## Article
▬▬▬▬▬▬▬▬▬▬

By John Bacher
Photos by Danny Beaton & Alicja Rozanska
Danny Beaton (Mohawk Six Nations, Turtle Clan) was inspired to organize a walk from a proposed dump site near Georgian Bay to Toronto because of the determined way that the Mohawk people throughout Canada have resisted environmentally disastrous urban sprawl. In his own community of Grand River, Mohawks such as Chief Alan MacNaughton, played a major role in the massive occupations that defeated the proposed Douglas Creek Estates development in Caledonia. In Deseronto, Mohawks such as Shawn Brant stopped a quarry from ripping up the earth. Akwesasne Mohawks rescued the St. Lawrence River from recent schemes to expand and deepen the Seaway, which would have involved blasting away some of the Thousand Islands. Oka Mohawks dramatically rescued a Great White Pine forest from a proposed combined golf course and residential subdivision.

▬▬▬▬▬▬▬▬▬▬

## Material shown

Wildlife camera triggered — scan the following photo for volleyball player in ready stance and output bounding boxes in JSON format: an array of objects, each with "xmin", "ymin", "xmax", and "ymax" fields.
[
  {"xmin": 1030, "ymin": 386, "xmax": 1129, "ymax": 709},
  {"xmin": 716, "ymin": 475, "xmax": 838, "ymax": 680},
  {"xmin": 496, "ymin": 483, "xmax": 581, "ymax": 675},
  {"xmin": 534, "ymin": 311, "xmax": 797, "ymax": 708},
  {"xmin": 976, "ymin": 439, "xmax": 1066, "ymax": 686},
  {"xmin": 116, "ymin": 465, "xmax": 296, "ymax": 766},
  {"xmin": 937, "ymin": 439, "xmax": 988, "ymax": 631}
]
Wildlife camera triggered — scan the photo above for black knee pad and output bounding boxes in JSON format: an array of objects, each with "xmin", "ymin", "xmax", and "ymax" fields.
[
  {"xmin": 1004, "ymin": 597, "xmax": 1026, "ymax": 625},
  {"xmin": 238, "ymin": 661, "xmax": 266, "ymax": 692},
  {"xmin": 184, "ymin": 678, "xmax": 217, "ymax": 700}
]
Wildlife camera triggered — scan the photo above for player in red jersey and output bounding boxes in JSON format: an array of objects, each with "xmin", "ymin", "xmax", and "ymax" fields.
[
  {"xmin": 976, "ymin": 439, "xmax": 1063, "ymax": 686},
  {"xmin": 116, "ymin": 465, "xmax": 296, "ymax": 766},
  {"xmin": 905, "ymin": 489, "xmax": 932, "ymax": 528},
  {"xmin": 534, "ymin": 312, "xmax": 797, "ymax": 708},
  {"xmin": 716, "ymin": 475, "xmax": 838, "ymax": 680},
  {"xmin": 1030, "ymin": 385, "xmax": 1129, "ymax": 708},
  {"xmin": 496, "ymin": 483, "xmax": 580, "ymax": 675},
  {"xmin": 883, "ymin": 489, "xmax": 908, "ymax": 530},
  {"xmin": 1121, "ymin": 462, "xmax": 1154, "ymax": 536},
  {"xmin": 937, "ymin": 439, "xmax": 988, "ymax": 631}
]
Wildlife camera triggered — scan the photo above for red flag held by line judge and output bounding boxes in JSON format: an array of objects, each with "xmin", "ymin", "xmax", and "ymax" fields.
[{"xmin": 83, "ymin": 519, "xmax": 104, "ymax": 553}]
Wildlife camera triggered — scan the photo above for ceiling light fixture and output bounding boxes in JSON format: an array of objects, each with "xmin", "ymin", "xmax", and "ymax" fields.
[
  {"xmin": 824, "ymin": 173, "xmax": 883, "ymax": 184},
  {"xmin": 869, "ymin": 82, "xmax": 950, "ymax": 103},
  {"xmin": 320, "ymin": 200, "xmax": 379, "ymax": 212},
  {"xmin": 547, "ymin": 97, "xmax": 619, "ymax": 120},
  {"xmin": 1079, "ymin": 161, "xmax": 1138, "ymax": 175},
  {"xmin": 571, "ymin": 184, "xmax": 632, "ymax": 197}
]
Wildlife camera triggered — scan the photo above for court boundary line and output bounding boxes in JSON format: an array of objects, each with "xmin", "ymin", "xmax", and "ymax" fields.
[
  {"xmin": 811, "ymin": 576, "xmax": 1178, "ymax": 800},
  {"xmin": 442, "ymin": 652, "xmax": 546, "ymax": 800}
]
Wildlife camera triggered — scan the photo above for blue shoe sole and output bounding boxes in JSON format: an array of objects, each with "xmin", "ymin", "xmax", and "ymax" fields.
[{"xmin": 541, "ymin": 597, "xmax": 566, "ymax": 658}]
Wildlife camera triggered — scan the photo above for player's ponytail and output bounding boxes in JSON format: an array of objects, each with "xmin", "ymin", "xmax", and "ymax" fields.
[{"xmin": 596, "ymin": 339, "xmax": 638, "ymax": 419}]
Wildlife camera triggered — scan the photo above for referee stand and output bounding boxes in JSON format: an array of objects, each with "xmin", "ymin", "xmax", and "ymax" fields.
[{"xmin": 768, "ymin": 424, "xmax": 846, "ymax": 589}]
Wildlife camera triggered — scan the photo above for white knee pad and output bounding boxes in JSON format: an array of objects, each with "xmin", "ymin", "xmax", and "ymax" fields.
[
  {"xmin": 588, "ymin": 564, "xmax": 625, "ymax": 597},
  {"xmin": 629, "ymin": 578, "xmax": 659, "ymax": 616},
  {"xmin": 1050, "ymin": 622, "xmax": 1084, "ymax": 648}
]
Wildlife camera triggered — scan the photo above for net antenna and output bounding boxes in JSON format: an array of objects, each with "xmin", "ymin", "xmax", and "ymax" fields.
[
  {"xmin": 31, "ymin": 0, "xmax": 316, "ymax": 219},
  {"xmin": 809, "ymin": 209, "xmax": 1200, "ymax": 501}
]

▬▬▬▬▬▬▬▬▬▬

## Task list
• 1. Condense the paragraph in the Danny Beaton walk article that begins "Danny Beaton (Mohawk Six Nations" into one lead sentence followed by a short list, keeping its main facts.
• 2. Set down word for word the passage of the Danny Beaton walk article from "By John Bacher" up to and including "and residential subdivision.".
• 3. Write the next part of the Danny Beaton walk article, starting after its final sentence.

## Answer set
• 1.
Danny Beaton (Mohawk Six Nations, Turtle Clan) organized a walk from a proposed dump site near Georgian Bay to Toronto. He was inspired by the determined Mohawk resistance across Canada to environmentally disastrous urban sprawl:
- Grand River: Mohawks such as Chief Alan MacNaughton played a major role in the massive occupations that defeated the proposed Douglas Creek Estates development in Caledonia.
- Deseronto: Mohawks such as Shawn Brant stopped a quarry.
- Akwesasne: Mohawks rescued the St. Lawrence River from recent schemes to expand and deepen the Seaway, which would have involved blasting away some of the Thousand Islands.
- Oka: Mohawks rescued a Great White Pine forest from a proposed combined golf course and residential subdivision.

• 2.
By John Bacher
Photos by Danny Beaton & Alicja Rozanska
Danny Beaton (Mohawk Six Nations, Turtle Clan) was inspired to organize a walk from a proposed dump site near Georgian Bay to Toronto because of the determined way that the Mohawk people throughout Canada have resisted environmentally disastrous urban sprawl. In his own community of Grand River, Mohawks such as Chief Alan MacNaughton, played a major role in the massive occupations that defeated the proposed Douglas Creek Estates development in Caledonia. In Deseronto, Mohawks such as Shawn Brant stopped a quarry from ripping up the earth. Akwesasne Mohawks rescued the St. Lawrence River from recent schemes to expand and deepen the Seaway, which would have involved blasting away some of the Thousand Islands. Oka Mohawks dramatically rescued a Great White Pine forest from a proposed combined golf course and residential subdivision.

• 3.
World’s Purest Water
Beaton seeks to protect the world’s purest water from a garbage dump proposed at Site 41 in Tiny Township, Ontario. Samples of water taken from there have been found to have levels of lead, for instance, below that of the best comparable levels found even in Arctic ice cores from isolated areas such as Devon Island, where pure water froze before the onset of the industrial revolution. The purity of its waters, documented by the internationally respected scientist, Dr. William Shotyk, has made the groundwater flowing directly under the proposed dump site a baseline of perfection for scientists testing water purity from around the world. The proposed dump site is located near Elmvale in Tiny Township on some 300 acres of predominately Class One and Two agricultural land. The site now provides base flow for the waters of a trout stream (MacDonald Creek) and is located within its floodplain. To construct the dump, some 225 million litres of the world’s purest water would have to be pumped out of the ground to prevent the garbage pit from being flooded with groundwater infiltration.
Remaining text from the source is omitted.